=== WHAT THIS TASK INVOLVES ===
Each line from the one that contains "Could you please point to the tree" to the end of the material must be quoted exactly; include both end lines and nothing else.

=== DATA FOR THE TASK ===

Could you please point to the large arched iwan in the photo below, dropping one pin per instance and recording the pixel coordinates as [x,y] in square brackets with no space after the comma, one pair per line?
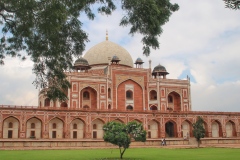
[137,95]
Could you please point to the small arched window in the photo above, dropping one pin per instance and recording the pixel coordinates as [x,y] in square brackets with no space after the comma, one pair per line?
[153,95]
[109,93]
[129,107]
[102,89]
[129,94]
[10,125]
[32,125]
[170,99]
[54,126]
[74,126]
[85,107]
[86,95]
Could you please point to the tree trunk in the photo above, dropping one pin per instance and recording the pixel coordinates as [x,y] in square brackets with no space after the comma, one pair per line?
[122,152]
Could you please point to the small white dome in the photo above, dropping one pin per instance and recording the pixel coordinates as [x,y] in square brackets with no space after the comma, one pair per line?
[100,53]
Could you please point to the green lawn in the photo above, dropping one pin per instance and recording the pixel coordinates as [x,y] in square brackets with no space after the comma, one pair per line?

=== RESPONSE AREA ===
Could you please point to the tree trunk in the photo above, dropping one pin per instance and recording the pixel coordinates as [x,y] in square brackets with no space after the comma, one pair per line?
[122,152]
Could you please point to the small white dome in the photo above, dropping one pin per instance and recording the pixel coordinates as [x,y] in square brackets with no space after the comma, one pair per line?
[100,53]
Could you please point to the green lawn in the photo above, dropping one pin per instance and recording the pixel coordinates as [x,y] in square brackets with no space after the comma, one pair per line?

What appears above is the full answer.